(TEXTO FORNECIDO)
◆ ◆ ◆ ◆ ◆ ◆ ◆
LONG DISTANCE CALL
Agora dei um pulo com o estalo que veio da lareira.
A lenha é boa.
Foi o que me ocorreu para meter conversa.
O que me atormenta é outra coisa.
Às vezes dou comigo a pensar no que é que significa para mim correr.
Nem uma única vez eu consegui encontrar uma malvada resposta.
Ocorrem-me sempre muitas, diferentes, mas desaparecem mal as encontro, como por exemplo no início deste texto;
minutos antes tinha tido uma ideia do caraças para abrir o texto.
Quando comecei a escrever já não me lembrava que ideia era e inventei.
Correr tornou-se numa rotina vital na minha vida. Como respirar, comer, trabalhar, amar, ou outra coisa vital na vida de pessoas. É apenas isso que sou, uma pessoa.
Comecei a correr há uns sete anos, está a fazer por esta altura.
Comecei porque parecia uma baleia e no Ribatejo é o Sável quem mais ordena. O ser humano é um produto do seu ambiente, adapta-se.
Durante estes anos não me lembro de ter parado de correr durante muito tempo – mais de três dias é muito tempo – por causa de dores ou lesões. Fui-me habituando e, mesmo quando corria com algumas dores já sabia como gerir a crise, porque a corrida ensina.
Ensina a conhecer os limites, o corpo, o espírito e a cabeça, a alma, claro.
Só que desta vez não consegui. Fui, fui, fui andando, até que parei.
Fui andando como vai andando quem gosta de correr. As pessoas que gostam de correr têm uma particularidade que é irem sempre até que são obrigadas a parar, como na vida, vamos andando na esperança que a mudança chegue e nos leve com ela.
É quando estamos parados que entendemos o quão frágeis somos perante o resto. Andando.
Nas últimas quatro semanas consegui correr seis vezes.
Seis vezes em uma carrada de dias.
Provavelmente, a cena mais estúpida que fiz, desde que corro.
Devia ter parado às primeiras dores, ainda que ligeiras, no calcanhar.
◆ ◆ ◆ ◆ ◆ ◆ ◆
(EXTRATO DE REGISTOS)
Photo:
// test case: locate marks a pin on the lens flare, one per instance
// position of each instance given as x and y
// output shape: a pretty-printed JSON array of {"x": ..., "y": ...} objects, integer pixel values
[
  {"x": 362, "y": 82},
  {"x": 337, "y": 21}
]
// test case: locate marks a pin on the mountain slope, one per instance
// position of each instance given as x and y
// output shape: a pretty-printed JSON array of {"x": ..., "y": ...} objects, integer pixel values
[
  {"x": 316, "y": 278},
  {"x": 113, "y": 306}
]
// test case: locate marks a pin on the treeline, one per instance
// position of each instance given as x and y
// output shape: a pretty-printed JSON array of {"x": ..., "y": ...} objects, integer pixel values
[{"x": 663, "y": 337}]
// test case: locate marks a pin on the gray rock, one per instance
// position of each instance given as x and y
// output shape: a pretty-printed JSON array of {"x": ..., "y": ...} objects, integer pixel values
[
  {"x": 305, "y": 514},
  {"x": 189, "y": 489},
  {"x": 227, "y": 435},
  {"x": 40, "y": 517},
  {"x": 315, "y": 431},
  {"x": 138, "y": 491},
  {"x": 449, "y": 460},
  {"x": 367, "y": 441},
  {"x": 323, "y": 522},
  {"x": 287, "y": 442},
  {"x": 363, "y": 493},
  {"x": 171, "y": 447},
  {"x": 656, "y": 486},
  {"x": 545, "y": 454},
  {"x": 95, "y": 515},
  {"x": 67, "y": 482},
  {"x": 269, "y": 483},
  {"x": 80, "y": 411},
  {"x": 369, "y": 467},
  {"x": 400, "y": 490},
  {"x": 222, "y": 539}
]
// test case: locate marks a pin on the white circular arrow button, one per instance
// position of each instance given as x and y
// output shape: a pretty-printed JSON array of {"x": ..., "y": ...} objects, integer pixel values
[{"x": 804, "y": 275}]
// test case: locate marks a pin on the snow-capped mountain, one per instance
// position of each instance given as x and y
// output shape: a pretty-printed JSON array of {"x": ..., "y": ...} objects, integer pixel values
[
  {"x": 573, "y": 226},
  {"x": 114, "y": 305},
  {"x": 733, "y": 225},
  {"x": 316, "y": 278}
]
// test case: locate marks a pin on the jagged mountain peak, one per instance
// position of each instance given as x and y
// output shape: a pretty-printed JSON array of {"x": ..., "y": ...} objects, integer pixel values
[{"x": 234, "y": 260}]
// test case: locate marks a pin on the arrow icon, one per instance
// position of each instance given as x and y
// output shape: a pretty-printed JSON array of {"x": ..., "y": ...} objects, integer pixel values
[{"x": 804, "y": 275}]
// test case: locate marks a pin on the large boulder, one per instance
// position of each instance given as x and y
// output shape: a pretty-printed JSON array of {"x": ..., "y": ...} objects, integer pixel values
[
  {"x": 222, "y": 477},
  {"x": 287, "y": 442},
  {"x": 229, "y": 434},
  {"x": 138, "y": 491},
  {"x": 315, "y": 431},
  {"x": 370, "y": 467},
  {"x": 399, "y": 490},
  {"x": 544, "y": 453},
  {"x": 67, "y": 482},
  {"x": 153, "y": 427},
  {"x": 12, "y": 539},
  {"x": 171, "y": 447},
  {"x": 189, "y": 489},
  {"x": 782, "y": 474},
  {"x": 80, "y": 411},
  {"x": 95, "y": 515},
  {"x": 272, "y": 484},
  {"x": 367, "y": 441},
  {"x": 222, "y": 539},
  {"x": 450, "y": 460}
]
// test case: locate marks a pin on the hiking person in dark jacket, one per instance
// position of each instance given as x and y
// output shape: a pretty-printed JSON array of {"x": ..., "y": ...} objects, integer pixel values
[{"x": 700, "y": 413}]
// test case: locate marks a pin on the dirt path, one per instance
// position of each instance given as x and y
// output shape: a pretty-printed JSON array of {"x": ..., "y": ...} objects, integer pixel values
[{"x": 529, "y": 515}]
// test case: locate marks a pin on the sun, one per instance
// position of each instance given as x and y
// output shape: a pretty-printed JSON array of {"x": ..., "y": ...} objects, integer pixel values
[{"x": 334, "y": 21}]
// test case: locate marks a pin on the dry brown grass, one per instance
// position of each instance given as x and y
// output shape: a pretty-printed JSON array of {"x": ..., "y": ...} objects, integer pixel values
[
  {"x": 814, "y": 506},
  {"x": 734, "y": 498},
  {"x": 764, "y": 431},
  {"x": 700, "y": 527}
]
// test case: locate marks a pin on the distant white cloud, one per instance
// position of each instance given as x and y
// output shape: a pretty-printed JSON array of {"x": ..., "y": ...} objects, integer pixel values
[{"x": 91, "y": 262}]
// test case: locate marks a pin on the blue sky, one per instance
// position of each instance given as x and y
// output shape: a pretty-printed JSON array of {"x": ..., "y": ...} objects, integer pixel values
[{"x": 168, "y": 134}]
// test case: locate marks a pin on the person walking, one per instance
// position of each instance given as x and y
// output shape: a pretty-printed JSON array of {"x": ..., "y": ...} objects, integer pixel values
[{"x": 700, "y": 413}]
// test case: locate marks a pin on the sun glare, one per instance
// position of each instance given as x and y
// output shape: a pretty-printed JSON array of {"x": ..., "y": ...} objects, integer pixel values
◆ ◆ ◆ ◆ ◆ ◆ ◆
(ENUNCIADO 1)
Responda, com base no texto sobre a corrida, às seguintes perguntas:
(a) Há quantos anos, aproximadamente, começou a prática da corrida?
(b) Quantas vezes foi possível correr nas últimas quatro semanas?
(c) Em que parte do corpo surgiram as primeiras dores?
(ENUNCIADO 2) Traduza para inglês a seguinte frase do texto sobre a corrida: "É quando estamos parados que entendemos o quão frágeis somos perante o resto."
(ENUNCIADO 3) Retome o texto sobre a corrida a partir da última frase apresentada, dando-lhe continuidade na primeira pessoa.

(RESPOSTA ESCRITA 1)
(a) Há uns sete anos.
(b) Seis vezes.
(c) No calcanhar.

(RESPOSTA ESCRITA 2) It is when we are standing still that we understand how fragile we are in the face of everything else.

(RESPOSTA ESCRITA 3)
Li imenso sobre fascites, inflamações, fracturas de esforço, mas não, tinha que continuar, apesar de ter todos os sintomas das coisas que escrevi e não vou repetir baterem todos certos.
Era o que sentia no cabrão do calcanhar.
Até que parei.
Não corro há duas semanas.
E, tanto que precisava, nesta fase da minha vida.
Não corro, nem sequer consigo treinar muay thai já há uma eternidade, e tanto que precisava.
Fico-me pelo ginásio, como que confinado a quatro paredes.
A minha pedra-de-toque está rachada, o prumo dos meus dias, o fiel da balança que pesa o impacto e a defesa. Uma má fase, quem sabe.
É imaginar subir a montanha, contemplar lá do alto, dar um pequeno impulso e vir em queda livre.
Fico à espera de um pequeno toque de magia, para que tudo mude, porque eu sei que tudo muda num segundo, ou menos.
É como quem se habituou a um ansiolítico que o acalma e equilibra e de repente entra em privação.
A sorte é que eu já sei o que é descompensar.
Sou como que uma espécie de operacional da vida, até porque
no Ribatejo não há baleias, mas os cornos pegam-se pelos touros, assim mesmo, ao contrário, para não ofender ninguém.
O meu problema é que me falta alguma coisa.
Quando queres e não podes.
Não podes.
Nunca gostei de me sentir amarrado.
Nem que corte o calcanhar fora.
Tirem-me lá as amarras, pá.
É chato estar amarrado e não conseguir respirar.